(Source data)
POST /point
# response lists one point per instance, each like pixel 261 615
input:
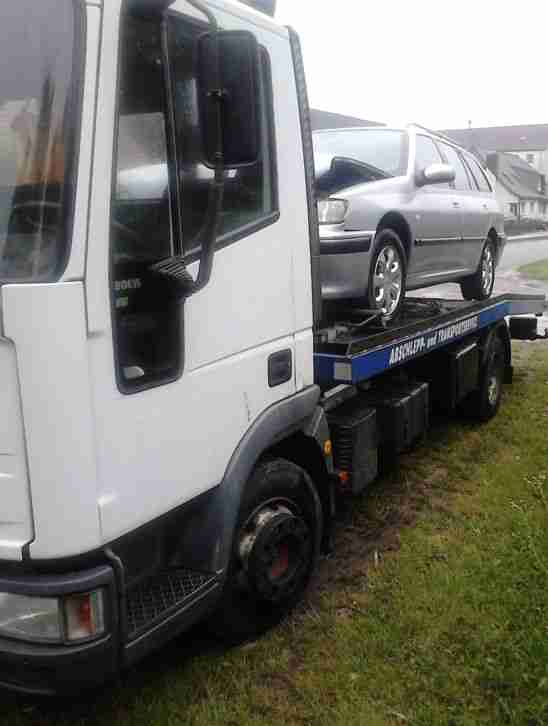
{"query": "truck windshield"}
pixel 36 137
pixel 383 151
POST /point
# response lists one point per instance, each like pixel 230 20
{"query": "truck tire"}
pixel 479 286
pixel 387 274
pixel 484 403
pixel 275 551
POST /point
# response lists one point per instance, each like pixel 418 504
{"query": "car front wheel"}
pixel 387 274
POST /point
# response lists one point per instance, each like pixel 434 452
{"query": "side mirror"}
pixel 436 174
pixel 229 98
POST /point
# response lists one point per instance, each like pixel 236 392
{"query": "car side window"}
pixel 453 158
pixel 479 176
pixel 426 152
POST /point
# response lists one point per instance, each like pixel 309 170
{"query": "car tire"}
pixel 275 551
pixel 388 252
pixel 479 286
pixel 484 403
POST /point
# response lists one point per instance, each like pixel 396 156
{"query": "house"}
pixel 518 158
pixel 520 189
pixel 328 120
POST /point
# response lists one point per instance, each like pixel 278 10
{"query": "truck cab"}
pixel 126 392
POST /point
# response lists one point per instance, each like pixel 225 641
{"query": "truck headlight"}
pixel 71 618
pixel 332 211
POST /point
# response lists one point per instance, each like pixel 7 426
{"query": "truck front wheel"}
pixel 274 553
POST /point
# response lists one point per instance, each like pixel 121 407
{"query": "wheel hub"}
pixel 274 551
pixel 387 279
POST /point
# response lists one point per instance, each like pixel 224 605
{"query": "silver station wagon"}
pixel 401 209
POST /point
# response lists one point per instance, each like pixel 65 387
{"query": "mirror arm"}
pixel 215 207
pixel 212 20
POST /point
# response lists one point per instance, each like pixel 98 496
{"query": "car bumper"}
pixel 344 263
pixel 48 669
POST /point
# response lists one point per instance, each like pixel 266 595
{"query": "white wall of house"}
pixel 510 203
pixel 538 159
pixel 507 201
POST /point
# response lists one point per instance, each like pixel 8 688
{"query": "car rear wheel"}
pixel 480 285
pixel 387 275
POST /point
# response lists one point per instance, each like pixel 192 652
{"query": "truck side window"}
pixel 250 198
pixel 145 321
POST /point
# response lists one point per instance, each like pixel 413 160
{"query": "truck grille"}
pixel 156 597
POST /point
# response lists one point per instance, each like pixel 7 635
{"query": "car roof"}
pixel 357 128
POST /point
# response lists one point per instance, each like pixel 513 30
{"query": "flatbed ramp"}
pixel 355 349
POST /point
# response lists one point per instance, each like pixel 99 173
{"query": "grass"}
pixel 535 270
pixel 433 609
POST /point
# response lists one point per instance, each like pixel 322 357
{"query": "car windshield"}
pixel 36 89
pixel 380 151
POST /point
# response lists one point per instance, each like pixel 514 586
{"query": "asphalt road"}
pixel 520 252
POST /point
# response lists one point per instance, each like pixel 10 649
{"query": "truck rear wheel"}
pixel 275 551
pixel 484 403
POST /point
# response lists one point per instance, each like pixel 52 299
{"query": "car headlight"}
pixel 71 618
pixel 332 211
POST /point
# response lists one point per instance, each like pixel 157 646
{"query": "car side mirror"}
pixel 435 174
pixel 229 98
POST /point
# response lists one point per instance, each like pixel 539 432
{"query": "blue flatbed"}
pixel 350 351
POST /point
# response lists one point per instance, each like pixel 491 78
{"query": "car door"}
pixel 435 209
pixel 463 256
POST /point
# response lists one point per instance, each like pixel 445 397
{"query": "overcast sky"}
pixel 440 64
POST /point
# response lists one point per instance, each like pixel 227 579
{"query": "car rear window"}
pixel 453 158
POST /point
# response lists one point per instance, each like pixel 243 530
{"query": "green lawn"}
pixel 434 609
pixel 536 270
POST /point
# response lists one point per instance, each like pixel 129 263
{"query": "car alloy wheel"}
pixel 388 279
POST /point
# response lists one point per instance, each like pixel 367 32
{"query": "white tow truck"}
pixel 177 409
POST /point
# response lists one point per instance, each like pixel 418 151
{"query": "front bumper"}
pixel 48 669
pixel 344 263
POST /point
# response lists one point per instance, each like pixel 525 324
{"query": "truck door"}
pixel 178 384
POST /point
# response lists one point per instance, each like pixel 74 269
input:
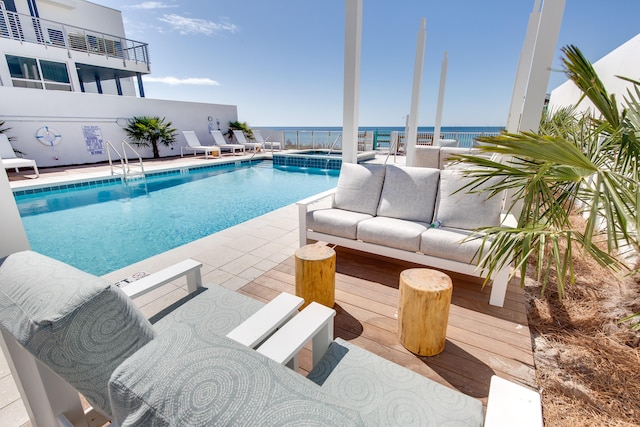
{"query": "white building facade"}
pixel 623 61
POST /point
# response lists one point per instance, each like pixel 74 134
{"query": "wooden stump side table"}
pixel 316 274
pixel 423 310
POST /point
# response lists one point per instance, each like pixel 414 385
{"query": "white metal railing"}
pixel 324 139
pixel 26 28
pixel 127 168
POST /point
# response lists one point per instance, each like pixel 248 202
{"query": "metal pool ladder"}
pixel 127 171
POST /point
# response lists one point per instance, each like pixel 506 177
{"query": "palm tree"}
pixel 145 131
pixel 575 163
pixel 243 126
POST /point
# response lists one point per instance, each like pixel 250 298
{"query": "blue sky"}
pixel 281 61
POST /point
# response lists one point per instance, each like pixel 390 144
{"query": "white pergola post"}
pixel 522 72
pixel 536 70
pixel 352 49
pixel 412 129
pixel 443 82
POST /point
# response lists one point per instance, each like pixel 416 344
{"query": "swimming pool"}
pixel 101 227
pixel 321 159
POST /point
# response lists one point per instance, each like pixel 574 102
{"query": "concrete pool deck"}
pixel 231 258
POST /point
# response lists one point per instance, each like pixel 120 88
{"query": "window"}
pixel 38 74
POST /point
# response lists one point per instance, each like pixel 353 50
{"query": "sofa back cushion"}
pixel 409 193
pixel 459 209
pixel 359 188
pixel 79 325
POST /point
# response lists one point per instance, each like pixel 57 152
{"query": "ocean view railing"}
pixel 26 28
pixel 367 140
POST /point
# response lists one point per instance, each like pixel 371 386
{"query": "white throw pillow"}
pixel 464 210
pixel 359 188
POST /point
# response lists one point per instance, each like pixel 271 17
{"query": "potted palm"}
pixel 243 126
pixel 145 131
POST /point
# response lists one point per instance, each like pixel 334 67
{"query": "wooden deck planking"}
pixel 482 340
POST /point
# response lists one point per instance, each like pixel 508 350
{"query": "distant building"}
pixel 623 61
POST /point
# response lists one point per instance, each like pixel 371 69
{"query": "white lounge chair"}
pixel 218 139
pixel 242 140
pixel 10 160
pixel 265 143
pixel 195 146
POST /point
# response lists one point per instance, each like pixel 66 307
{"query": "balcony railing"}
pixel 26 28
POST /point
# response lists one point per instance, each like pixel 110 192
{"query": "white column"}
pixel 543 52
pixel 443 82
pixel 412 131
pixel 522 72
pixel 352 49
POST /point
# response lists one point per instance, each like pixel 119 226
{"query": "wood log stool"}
pixel 423 310
pixel 316 274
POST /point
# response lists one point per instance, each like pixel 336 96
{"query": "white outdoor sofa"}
pixel 389 211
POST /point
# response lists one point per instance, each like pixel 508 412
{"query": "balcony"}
pixel 28 29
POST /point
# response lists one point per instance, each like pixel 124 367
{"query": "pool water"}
pixel 102 229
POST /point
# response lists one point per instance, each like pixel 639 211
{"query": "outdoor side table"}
pixel 423 310
pixel 316 274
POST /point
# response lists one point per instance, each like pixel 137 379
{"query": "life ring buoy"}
pixel 48 136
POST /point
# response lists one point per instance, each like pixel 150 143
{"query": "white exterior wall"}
pixel 623 61
pixel 79 13
pixel 27 110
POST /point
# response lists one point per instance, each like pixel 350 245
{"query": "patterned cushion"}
pixel 387 394
pixel 459 209
pixel 409 193
pixel 359 188
pixel 185 378
pixel 79 325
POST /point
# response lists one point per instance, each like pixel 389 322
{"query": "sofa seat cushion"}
pixel 359 188
pixel 392 232
pixel 459 209
pixel 186 378
pixel 387 394
pixel 337 222
pixel 409 193
pixel 79 325
pixel 447 243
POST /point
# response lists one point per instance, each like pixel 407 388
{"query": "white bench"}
pixel 511 404
pixel 314 323
pixel 265 321
pixel 188 267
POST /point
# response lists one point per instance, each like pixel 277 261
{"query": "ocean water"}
pixel 473 129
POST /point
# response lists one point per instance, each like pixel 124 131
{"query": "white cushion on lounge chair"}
pixel 9 158
pixel 218 139
pixel 266 144
pixel 242 140
pixel 359 188
pixel 194 145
(End Source data)
### About this task
Leave out the pictures. Transcribe only the lines above, from the first through the one that contains "# response lists one point per instance, each like pixel 98".

### Answer for the task
POST /point
# response lists one point per instance, each like pixel 261 615
input:
{"query": "truck windshield"}
pixel 36 137
pixel 383 151
POST /point
# response lists one point per instance, each like pixel 230 20
{"query": "truck tire"}
pixel 479 286
pixel 387 274
pixel 484 403
pixel 275 551
POST /point
# response lists one point per instance, each like pixel 418 504
{"query": "car front wheel"}
pixel 387 274
POST /point
# response lists one point per instance, each like pixel 434 452
{"query": "side mirror"}
pixel 436 174
pixel 229 98
POST /point
# response lists one point per instance, each like pixel 236 392
{"query": "car side window"}
pixel 453 158
pixel 479 176
pixel 426 152
POST /point
# response lists one point per instance, each like pixel 309 170
{"query": "car tire"}
pixel 275 551
pixel 388 252
pixel 479 286
pixel 484 403
POST /point
# response lists one point per instance, each like pixel 396 156
{"query": "house"}
pixel 518 158
pixel 520 189
pixel 328 120
POST /point
# response lists one point per instance, each like pixel 278 10
{"query": "truck cab"}
pixel 126 392
POST /point
# response lists one point per instance, each like pixel 225 641
{"query": "truck headlight"}
pixel 71 618
pixel 332 211
POST /point
# response lists one point per instance, each like pixel 7 426
{"query": "truck front wheel"}
pixel 274 553
POST /point
# response lists one point per instance, each like pixel 121 407
{"query": "wheel hub"}
pixel 274 551
pixel 387 279
POST /point
# response lists one point per instance, each like pixel 224 605
{"query": "silver station wagon"}
pixel 401 209
POST /point
# response lists one point per instance, each like pixel 65 387
{"query": "mirror arm"}
pixel 215 207
pixel 212 20
POST /point
# response lists one point per instance, each like pixel 98 496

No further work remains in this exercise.